* **Datos proporcionados**
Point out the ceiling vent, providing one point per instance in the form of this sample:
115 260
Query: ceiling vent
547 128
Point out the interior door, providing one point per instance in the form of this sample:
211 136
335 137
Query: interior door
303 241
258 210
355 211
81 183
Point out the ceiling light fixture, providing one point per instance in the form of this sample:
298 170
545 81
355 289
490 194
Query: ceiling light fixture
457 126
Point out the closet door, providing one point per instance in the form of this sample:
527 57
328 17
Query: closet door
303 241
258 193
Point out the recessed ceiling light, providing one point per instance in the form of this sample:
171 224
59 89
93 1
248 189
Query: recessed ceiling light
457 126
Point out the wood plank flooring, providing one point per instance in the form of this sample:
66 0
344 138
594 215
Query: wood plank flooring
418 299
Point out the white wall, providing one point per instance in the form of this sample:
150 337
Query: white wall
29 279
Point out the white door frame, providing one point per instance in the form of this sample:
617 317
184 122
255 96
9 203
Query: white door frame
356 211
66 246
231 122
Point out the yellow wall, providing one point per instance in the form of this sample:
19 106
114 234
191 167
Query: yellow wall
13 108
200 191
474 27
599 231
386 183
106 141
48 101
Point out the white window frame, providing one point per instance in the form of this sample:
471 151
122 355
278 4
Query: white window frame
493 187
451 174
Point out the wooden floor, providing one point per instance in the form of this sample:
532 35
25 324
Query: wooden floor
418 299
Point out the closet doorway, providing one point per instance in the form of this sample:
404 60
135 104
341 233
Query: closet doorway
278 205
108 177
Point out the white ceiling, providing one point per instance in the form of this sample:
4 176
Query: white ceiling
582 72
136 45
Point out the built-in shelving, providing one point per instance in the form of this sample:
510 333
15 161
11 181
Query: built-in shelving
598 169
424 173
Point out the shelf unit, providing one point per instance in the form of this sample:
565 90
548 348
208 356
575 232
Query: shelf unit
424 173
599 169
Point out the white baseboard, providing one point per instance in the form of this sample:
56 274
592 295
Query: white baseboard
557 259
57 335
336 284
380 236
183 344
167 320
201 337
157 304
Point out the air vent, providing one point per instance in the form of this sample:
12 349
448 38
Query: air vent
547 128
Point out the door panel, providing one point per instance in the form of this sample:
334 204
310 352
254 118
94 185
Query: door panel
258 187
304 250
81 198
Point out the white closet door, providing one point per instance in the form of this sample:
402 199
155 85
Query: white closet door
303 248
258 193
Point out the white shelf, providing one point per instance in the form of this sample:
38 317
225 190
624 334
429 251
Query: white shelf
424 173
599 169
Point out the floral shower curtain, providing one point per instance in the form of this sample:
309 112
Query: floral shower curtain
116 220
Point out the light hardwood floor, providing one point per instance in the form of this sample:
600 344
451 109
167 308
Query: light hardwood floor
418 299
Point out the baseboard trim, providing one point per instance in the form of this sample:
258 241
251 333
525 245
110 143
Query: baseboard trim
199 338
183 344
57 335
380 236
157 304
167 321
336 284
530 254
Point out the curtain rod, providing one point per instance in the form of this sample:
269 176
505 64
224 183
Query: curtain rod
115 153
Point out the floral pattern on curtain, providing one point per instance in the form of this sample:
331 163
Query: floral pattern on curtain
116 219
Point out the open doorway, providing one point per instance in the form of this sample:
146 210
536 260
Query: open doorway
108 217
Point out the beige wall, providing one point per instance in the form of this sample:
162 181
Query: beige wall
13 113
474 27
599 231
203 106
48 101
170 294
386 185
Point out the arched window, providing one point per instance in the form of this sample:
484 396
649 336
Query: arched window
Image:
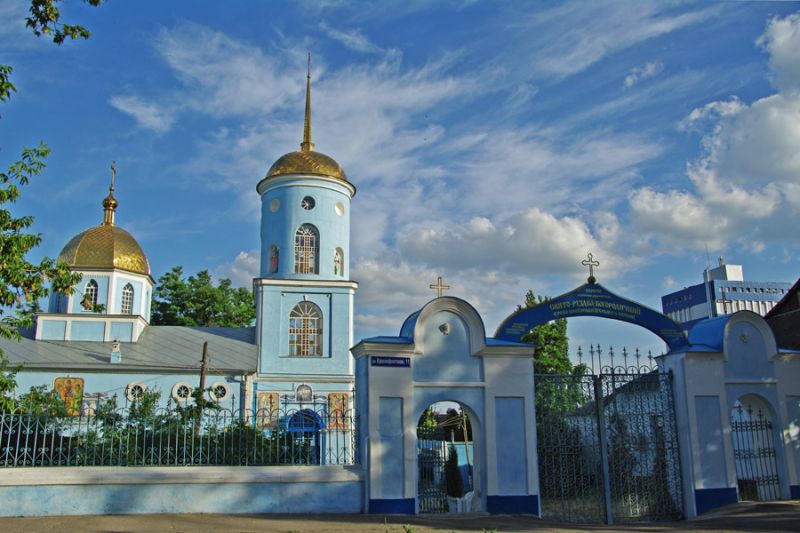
305 330
338 262
127 300
306 250
90 295
274 257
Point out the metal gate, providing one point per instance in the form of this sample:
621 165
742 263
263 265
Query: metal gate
607 447
431 456
754 454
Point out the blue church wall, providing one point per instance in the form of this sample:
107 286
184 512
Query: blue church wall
87 331
277 303
711 446
137 295
446 357
54 330
279 227
80 288
746 351
390 430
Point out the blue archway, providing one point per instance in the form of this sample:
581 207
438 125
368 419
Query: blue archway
592 299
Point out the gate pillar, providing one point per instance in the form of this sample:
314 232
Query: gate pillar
442 354
730 357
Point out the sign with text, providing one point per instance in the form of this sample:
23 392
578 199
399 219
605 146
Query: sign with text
593 300
400 362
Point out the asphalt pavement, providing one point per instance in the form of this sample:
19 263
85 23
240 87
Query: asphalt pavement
772 516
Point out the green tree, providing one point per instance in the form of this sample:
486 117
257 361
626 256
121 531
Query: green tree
551 344
22 283
195 301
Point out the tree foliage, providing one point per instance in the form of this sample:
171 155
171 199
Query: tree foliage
195 301
551 351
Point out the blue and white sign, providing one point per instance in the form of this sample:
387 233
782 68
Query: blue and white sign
593 299
401 362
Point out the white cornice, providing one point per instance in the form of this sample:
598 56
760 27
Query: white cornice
300 283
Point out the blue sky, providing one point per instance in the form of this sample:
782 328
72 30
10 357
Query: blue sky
492 143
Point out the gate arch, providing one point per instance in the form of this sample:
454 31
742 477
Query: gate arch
592 299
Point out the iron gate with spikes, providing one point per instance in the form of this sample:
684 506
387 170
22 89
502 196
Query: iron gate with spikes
607 447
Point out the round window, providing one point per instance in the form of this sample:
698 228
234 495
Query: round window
219 391
135 391
181 392
308 203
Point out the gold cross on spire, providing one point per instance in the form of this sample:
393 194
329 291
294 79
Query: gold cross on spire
591 262
307 145
439 287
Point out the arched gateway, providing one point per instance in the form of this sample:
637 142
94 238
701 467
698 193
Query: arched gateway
442 355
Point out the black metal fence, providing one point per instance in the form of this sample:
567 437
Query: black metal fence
754 454
128 437
607 447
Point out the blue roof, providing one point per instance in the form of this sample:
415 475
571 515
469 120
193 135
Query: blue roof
708 335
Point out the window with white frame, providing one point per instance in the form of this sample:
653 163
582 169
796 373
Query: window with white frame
306 250
90 295
305 330
127 299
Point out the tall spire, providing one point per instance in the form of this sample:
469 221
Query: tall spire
110 203
307 145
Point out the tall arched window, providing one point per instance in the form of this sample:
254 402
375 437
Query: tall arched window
90 295
305 330
338 262
274 258
306 250
127 299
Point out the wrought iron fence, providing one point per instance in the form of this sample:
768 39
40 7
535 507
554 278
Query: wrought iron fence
290 435
607 447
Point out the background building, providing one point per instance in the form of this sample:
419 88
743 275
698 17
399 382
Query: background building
723 291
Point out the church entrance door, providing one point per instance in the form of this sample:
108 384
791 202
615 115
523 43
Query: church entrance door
445 459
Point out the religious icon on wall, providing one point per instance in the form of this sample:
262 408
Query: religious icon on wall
274 256
337 263
267 409
337 410
70 390
304 393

* **Ejercicio planteado**
Reproduce las líneas del listado desde la que contiene "Point out the tall spire, providing" hasta el final del listado, ambas incluidas, sin omitir las solicitudes. Multiplica por 1,2 cada coordenada de los puntos de respuesta, pero no las de las solicitudes ni las de sus muestras de formato, y redondea el resultado a enteros, con las mitades hacia arriba.

* **Respuesta**
Point out the tall spire, providing one point per instance in the form of this sample:
469 221
Query: tall spire
132 244
368 174
Point out the tall arched window, providing one point per instance in the form of this sample:
254 402
375 437
Query: tall arched window
108 354
366 396
406 314
329 310
367 300
152 359
Point out the wrought iron fence, providing one point per instance in the form of this sample:
768 39
40 7
535 507
554 278
Query: wrought iron fence
348 522
728 536
Point out the background building, providing one point per instance in the form of this sample:
419 88
743 275
698 17
399 382
Query: background building
868 349
Point out the church entrance door, providing one point per instance in the form of this sample:
108 384
791 202
615 115
523 43
Query: church entrance door
534 551
Point out the religious icon on wall, providing one point per instance in the form of this sample:
262 408
Query: religious icon on wall
329 307
404 316
320 491
404 492
84 468
365 472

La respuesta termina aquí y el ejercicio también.